Items listed in a dataset
====

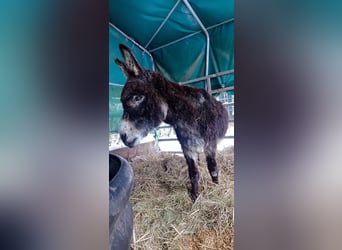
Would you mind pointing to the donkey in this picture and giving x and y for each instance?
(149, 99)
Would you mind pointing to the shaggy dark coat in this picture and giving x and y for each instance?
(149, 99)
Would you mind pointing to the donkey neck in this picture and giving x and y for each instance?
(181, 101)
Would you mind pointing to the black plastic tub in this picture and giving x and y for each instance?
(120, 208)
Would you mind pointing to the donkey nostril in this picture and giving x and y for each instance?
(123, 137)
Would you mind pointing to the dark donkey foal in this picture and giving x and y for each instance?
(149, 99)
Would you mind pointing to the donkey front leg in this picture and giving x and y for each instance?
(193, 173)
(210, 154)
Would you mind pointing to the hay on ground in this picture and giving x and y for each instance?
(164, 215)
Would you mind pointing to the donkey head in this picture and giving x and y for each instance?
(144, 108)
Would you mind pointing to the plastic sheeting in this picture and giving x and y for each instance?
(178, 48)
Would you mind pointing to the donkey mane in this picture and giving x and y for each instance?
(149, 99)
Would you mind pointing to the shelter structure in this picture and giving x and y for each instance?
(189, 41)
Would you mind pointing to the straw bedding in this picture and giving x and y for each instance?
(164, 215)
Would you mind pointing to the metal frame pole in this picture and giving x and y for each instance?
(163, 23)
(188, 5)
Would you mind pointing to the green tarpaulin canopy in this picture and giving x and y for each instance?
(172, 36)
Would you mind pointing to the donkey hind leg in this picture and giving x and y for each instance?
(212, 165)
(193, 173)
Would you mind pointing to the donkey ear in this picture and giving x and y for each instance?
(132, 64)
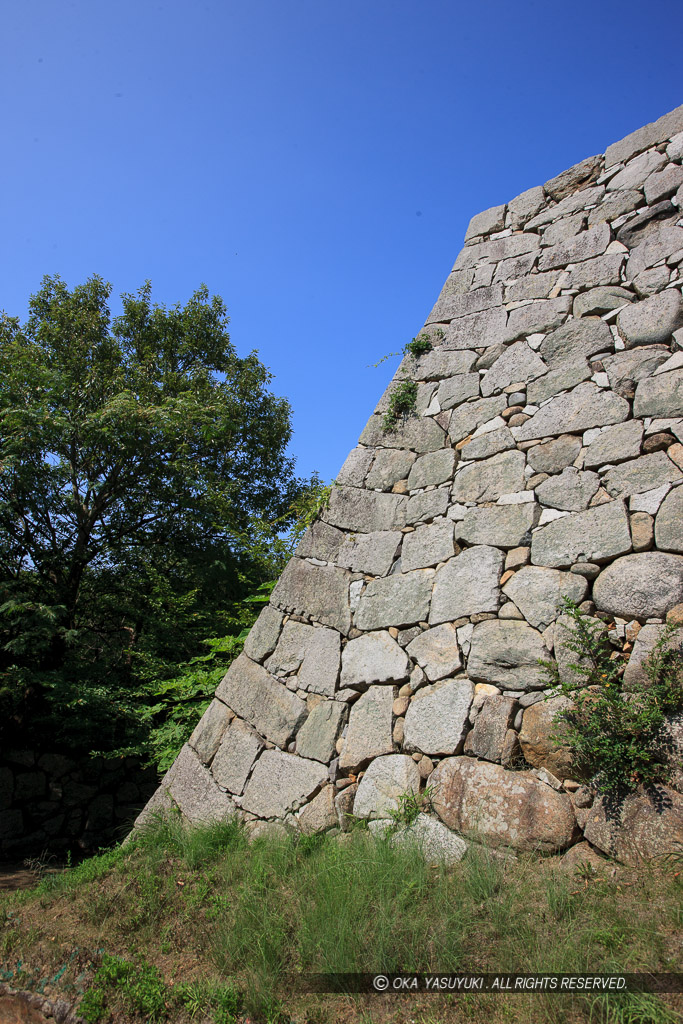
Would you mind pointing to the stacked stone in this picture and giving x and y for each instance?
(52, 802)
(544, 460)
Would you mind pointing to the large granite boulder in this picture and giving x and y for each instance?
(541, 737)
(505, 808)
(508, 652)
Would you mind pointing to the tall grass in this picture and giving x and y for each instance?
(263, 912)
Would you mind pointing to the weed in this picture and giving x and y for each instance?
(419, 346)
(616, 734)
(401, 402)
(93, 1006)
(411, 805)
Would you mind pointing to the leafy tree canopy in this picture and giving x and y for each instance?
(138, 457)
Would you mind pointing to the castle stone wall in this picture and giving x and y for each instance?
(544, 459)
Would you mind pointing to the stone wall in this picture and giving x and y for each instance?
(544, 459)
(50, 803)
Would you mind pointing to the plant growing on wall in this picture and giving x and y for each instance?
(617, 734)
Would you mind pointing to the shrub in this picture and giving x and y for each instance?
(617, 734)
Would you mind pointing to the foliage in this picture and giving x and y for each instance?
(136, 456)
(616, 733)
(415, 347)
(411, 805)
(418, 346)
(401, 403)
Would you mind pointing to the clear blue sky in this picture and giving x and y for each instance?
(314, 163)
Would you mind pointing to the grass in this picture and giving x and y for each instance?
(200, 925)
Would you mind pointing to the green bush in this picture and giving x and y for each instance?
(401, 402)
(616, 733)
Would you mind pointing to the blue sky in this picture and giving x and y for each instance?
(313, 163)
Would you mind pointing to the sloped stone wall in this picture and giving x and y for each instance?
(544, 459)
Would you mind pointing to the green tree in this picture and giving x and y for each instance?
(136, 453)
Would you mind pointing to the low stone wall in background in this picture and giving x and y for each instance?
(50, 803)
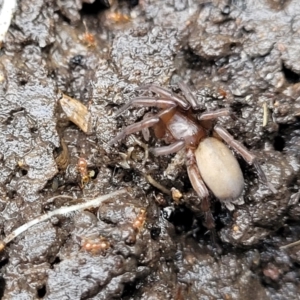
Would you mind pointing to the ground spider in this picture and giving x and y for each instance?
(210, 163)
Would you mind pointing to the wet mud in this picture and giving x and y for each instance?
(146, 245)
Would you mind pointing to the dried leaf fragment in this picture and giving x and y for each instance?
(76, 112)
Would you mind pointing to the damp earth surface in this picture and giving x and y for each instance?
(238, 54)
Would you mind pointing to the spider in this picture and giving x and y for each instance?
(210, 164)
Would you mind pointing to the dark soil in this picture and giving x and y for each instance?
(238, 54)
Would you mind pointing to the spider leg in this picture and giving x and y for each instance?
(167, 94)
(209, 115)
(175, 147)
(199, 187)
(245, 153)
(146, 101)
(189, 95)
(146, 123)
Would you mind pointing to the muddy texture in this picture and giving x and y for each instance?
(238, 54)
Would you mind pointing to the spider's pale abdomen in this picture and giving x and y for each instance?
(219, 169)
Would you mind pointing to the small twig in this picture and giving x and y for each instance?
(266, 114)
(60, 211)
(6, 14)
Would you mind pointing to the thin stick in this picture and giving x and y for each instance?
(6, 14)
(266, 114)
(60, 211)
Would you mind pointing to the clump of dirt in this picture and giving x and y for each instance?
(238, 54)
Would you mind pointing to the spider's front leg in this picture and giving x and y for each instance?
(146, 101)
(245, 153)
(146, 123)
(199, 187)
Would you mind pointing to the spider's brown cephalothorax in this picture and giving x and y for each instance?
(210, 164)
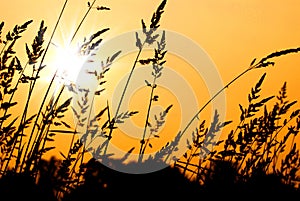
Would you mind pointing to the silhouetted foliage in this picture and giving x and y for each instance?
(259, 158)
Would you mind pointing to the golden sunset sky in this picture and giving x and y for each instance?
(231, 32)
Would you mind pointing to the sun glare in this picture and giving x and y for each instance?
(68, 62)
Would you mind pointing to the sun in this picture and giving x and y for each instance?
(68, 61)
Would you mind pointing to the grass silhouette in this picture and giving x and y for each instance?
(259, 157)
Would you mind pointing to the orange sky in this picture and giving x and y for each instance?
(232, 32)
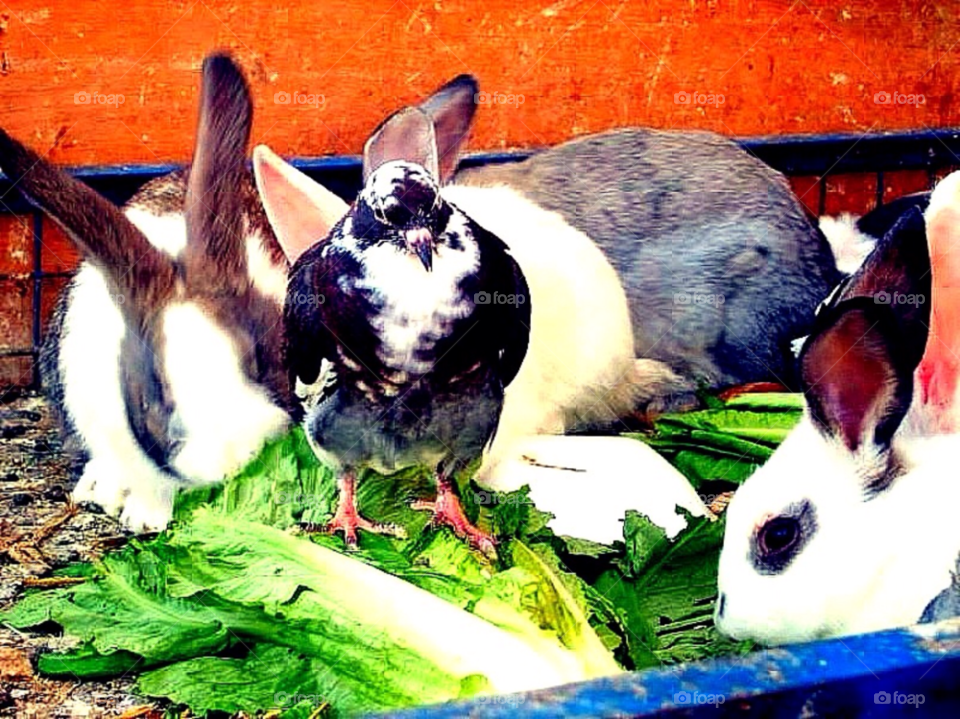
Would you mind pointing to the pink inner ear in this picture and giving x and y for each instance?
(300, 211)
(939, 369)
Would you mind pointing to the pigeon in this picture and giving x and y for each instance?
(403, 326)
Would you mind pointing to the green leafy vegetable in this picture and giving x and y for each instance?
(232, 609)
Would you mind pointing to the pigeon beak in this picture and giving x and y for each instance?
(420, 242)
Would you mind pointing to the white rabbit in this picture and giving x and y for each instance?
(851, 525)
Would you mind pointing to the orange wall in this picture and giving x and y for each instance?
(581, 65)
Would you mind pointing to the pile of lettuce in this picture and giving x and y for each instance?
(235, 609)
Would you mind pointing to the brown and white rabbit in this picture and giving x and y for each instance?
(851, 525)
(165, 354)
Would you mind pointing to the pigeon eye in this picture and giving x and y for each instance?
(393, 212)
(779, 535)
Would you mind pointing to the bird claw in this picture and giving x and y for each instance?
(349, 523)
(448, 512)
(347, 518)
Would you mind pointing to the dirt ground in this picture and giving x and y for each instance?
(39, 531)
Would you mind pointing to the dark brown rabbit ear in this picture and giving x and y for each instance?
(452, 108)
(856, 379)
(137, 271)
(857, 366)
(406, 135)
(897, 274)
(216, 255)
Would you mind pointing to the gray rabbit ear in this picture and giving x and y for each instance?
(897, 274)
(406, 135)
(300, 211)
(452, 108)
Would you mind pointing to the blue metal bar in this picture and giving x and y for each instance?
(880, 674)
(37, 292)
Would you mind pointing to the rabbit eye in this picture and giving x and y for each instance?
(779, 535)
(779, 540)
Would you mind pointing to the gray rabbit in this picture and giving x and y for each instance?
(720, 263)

====

Repeat every record precisely. Any picture among them stays out of the copy.

Would you mind pointing to the donkey in this picture and giving x and y for each instance?
(149, 99)
Would you mind pointing to the shaggy dark coat in this picture and giving x and y for each instance?
(149, 99)
Would you mind pointing to the donkey neck in this picture and giving x and y for each instance?
(181, 101)
Would you mind pointing to the black plastic tub in this picture and giving x and y for each instance?
(120, 208)
Would you mind pointing to the donkey nostril in this picture and giving x and y for each instance?
(123, 137)
Would you mind pointing to the dark donkey foal in this picture and giving x and y for each instance?
(149, 99)
Would you mind pointing to the donkey front leg in this picture and giving x and y for each instance?
(193, 173)
(210, 154)
Would you mind pointing to the hay on ground in this picture and giving x and y for each instance?
(164, 215)
Would you mind pointing to the donkey head in this picture and giving x and y for each instance?
(144, 108)
Would you mind pointing to the plastic sheeting in this picture and giving x and y for each instance?
(178, 48)
Would you mind pointing to the donkey mane in this picture and giving x and y for each instance?
(149, 99)
Would you mind pointing to the shelter structure in this picture and giving x and y for each instance?
(189, 41)
Would you mind pointing to the straw bedding in this picture and giving x and y for each instance?
(164, 215)
Would you mind pointing to the metal frame pole in this picture and giving x and y for each instance?
(163, 23)
(188, 5)
Would you mind pointing to the green tarpaulin canopy in this picture and giving x and y for each instance?
(172, 36)
Would you mind pointing to the donkey hind leg in this picture and giving x and y for each instance?
(212, 165)
(193, 173)
Would you mind pointing to the donkey ear in this picture and giving x and y for each instance?
(132, 64)
Would you mind pointing to the stacked stone in this picture and giving x and y for each instance?
(52, 802)
(544, 460)
Would you mind pointing to the large granite boulder in this picture and giving x and y for each instance?
(541, 737)
(505, 808)
(508, 652)
Would you mind pointing to the tall grass in this picture and giving x and y for each instance?
(263, 912)
Would you mind pointing to the weed in this picture and giving x and y for each instance?
(419, 346)
(616, 734)
(401, 402)
(93, 1006)
(411, 805)
Would you mind pointing to the leafy tree canopy in this picture and giving x and y for each instance?
(138, 457)
Would you mind pointing to the castle stone wall in this picture and giving x and y for each instance?
(544, 459)
Would you mind pointing to the stone wall in this picture and giving x and y for each instance?
(544, 459)
(50, 803)
Would you mind pointing to the plant growing on wall in this picture and giving x and y for each instance?
(617, 734)
Would you mind pointing to the shrub in this picture and giving x and y for each instance?
(617, 734)
Would you mind pointing to the foliage in this picture and giving x and y for each instance?
(136, 456)
(616, 733)
(415, 347)
(411, 805)
(418, 346)
(401, 403)
Would you mind pointing to the clear blue sky in this picture and giving x and y for each instance?
(314, 163)
Would you mind pointing to the grass in this picture and giving x and y for each instance?
(200, 925)
Would you mind pointing to the green bush in this picture and giving x and y for each instance?
(401, 402)
(616, 733)
Would you mind pointing to the blue sky in this picture and giving x and y for each instance?
(313, 163)
Would you mind pointing to the sloped stone wall in this picture and giving x and y for each instance?
(544, 459)
Would you mind pointing to the green tree in this picture and giving x and y for each instance?
(136, 453)
Would you mind pointing to the low stone wall in background in this picture and giving x and y for each instance?
(50, 803)
Would you mind pointing to the ground spider in this picture and giving x and y for each instance?
(210, 163)
Would you mind pointing to the wet mud in this picture and giving x and y for each instance?
(146, 245)
Would you mind pointing to the dried leaf fragment in this picture and giving x and y for each instance?
(76, 112)
Would you mind pointing to the damp earth surface in this picture and giving x and y for each instance?
(238, 54)
Would you mind pointing to the spider in this picture and giving x and y for each instance?
(210, 164)
Would you mind pointing to the dark soil in this picture and giving x and y for each instance?
(238, 54)
Would you mind pointing to the spider leg in this picture and giving x and y for each instance?
(167, 94)
(209, 115)
(175, 147)
(199, 187)
(245, 153)
(146, 101)
(189, 95)
(146, 123)
Would you mind pointing to the muddy texture in this picture and giving x and y for each instance?
(238, 54)
Would you mind pointing to the spider's pale abdomen in this picture and giving x and y for each instance?
(219, 169)
Would you mind pointing to the small twig in this picture and giving x and y for each instance?
(266, 114)
(60, 211)
(6, 14)
Would you mind pointing to the thin stick in this picture and giving x and y for each instance?
(6, 14)
(266, 114)
(60, 211)
Would you mind pointing to the clump of dirt in this picture and giving x and y for each instance?
(238, 54)
Would you mind pointing to the spider's front leg in this picture and giving x and y for each instance?
(146, 101)
(245, 153)
(146, 123)
(199, 187)
Would you mind pointing to the spider's brown cephalothorax in this picture and giving x and y for each instance?
(210, 164)
Would you mind pointing to the silhouetted foliage in this picture and giving x and y for each instance?
(259, 158)
Would you mind pointing to the golden sunset sky in this picture and giving x and y for each instance?
(231, 32)
Would you mind pointing to the sun glare in this picture and giving x and y for each instance?
(68, 62)
Would you mind pointing to the sun in this picture and giving x and y for each instance?
(68, 61)
Would you mind pointing to the grass silhouette in this picture and giving x and y for each instance?
(259, 157)
Would you mind pointing to the orange sky in this picture and giving x and y for each instance?
(232, 32)
Would you mind pointing to the pink inner ear in this picture and giving x and y for each instance?
(300, 211)
(939, 369)
Would you mind pointing to the pigeon in this picture and giving x and y for each instance?
(403, 326)
Would you mind pointing to the green leafy vegetable in this picture and giving x and y for each instance?
(232, 609)
Would you mind pointing to the pigeon beak in this picture and giving x and y for each instance?
(420, 242)
Would you mind pointing to the white rabbit in this picture and giving x and y for each instance?
(851, 525)
Would you mind pointing to the orange wall in this picture and giving x and y for each instance?
(581, 65)
Would you mind pointing to the pile of lettuce in this picture and giving x and y for each instance?
(235, 609)
Would you mind pointing to the brown and white rabbit in this picture and giving x and y for each instance?
(851, 525)
(165, 354)
Would you mind pointing to the pigeon eye in this picture and giving x and y for each instance?
(393, 212)
(779, 535)
Would you mind pointing to the bird claw in this picture and giving x and y for each instance?
(349, 523)
(448, 512)
(347, 518)
Would you mind pointing to the dirt ground in this picture and giving x and y for each instance?
(39, 531)
Would you mind pointing to the dark brown rabbit ear in this picture and giving x and y for each instance?
(452, 108)
(856, 379)
(137, 271)
(857, 366)
(406, 135)
(897, 274)
(216, 255)
Would you mind pointing to the gray rabbit ear in this picture and giving x and y for each instance?
(897, 274)
(406, 135)
(300, 211)
(452, 108)
Would you mind pointing to the blue metal bar in this picture and giving x and y for each instance?
(880, 674)
(37, 292)
Would you mind pointing to the rabbit eye in this picture and giving x and y for each instance?
(779, 535)
(779, 540)
Would you mind pointing to the gray rabbit in this picture and giving x and y for each instance?
(720, 263)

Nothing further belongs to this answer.